> _TRY IT_
Before anything else, copy every record below exactly as it stands.

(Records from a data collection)
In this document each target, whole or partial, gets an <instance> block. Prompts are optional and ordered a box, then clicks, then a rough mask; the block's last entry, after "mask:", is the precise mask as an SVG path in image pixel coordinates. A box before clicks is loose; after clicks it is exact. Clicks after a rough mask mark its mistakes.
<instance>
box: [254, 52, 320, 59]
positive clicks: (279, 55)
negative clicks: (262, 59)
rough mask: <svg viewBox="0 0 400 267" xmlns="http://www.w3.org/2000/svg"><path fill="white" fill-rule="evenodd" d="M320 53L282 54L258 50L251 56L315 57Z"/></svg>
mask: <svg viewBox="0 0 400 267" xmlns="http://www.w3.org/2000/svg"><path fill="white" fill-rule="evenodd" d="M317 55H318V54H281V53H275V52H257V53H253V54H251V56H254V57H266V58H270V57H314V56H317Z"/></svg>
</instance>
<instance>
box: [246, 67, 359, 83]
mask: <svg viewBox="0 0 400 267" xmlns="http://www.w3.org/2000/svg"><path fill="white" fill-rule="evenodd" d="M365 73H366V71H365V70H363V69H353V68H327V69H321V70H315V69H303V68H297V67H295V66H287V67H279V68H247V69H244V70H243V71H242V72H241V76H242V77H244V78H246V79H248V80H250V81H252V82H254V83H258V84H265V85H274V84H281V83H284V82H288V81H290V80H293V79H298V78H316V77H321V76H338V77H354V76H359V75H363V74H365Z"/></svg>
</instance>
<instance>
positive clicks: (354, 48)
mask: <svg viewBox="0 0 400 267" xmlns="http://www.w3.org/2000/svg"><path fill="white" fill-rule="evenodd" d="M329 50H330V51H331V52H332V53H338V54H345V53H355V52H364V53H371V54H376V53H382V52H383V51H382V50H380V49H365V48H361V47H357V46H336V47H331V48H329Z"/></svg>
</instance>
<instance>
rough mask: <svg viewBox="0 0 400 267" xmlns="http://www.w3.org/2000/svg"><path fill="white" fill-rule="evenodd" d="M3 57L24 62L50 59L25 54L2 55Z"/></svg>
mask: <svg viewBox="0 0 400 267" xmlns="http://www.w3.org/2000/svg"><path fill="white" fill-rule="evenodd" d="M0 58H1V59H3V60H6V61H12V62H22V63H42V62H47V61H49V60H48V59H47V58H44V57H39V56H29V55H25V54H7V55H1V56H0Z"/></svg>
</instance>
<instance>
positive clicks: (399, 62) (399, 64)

> _OUTPUT OF THE EXERCISE_
In this document each target, whole or partial, gets an <instance> block. Prompts are optional and ordered a box, then clicks, then a rough mask; the block's last entry, after "mask:", is the precise mask as an SVG path in image pixel coordinates. A box before clicks is loose; after clicks it is exact. Clicks after a rough mask mark its mistakes.
<instance>
box: [254, 52, 320, 59]
positive clicks: (279, 55)
negative clicks: (262, 59)
rough mask: <svg viewBox="0 0 400 267" xmlns="http://www.w3.org/2000/svg"><path fill="white" fill-rule="evenodd" d="M320 53L282 54L258 50L251 56L315 57Z"/></svg>
mask: <svg viewBox="0 0 400 267" xmlns="http://www.w3.org/2000/svg"><path fill="white" fill-rule="evenodd" d="M317 55H318V54H281V53H275V52H257V53H253V54H251V56H254V57H266V58H270V57H314V56H317Z"/></svg>
</instance>
<instance>
box: [246, 67, 359, 83]
mask: <svg viewBox="0 0 400 267" xmlns="http://www.w3.org/2000/svg"><path fill="white" fill-rule="evenodd" d="M365 73H366V71H365V70H363V69H353V68H327V69H321V70H315V69H303V68H297V67H295V66H287V67H279V68H247V69H244V70H243V71H242V72H241V76H242V77H244V78H246V79H248V80H250V81H252V82H254V83H258V84H265V85H274V84H281V83H284V82H288V81H290V80H293V79H298V78H316V77H321V76H338V77H354V76H359V75H363V74H365Z"/></svg>
</instance>
<instance>
positive clicks: (354, 48)
mask: <svg viewBox="0 0 400 267" xmlns="http://www.w3.org/2000/svg"><path fill="white" fill-rule="evenodd" d="M329 50H330V51H331V52H332V53H338V54H345V53H355V52H364V53H371V54H376V53H382V52H383V51H382V50H380V49H365V48H361V47H357V46H336V47H331V48H329Z"/></svg>
</instance>
<instance>
rough mask: <svg viewBox="0 0 400 267" xmlns="http://www.w3.org/2000/svg"><path fill="white" fill-rule="evenodd" d="M3 57L24 62L50 59L25 54L2 55Z"/></svg>
mask: <svg viewBox="0 0 400 267" xmlns="http://www.w3.org/2000/svg"><path fill="white" fill-rule="evenodd" d="M0 58H1V59H3V60H6V61H12V62H22V63H42V62H47V61H49V60H48V59H47V58H44V57H39V56H29V55H25V54H7V55H1V56H0Z"/></svg>
</instance>
<instance>
positive clicks: (399, 62) (399, 64)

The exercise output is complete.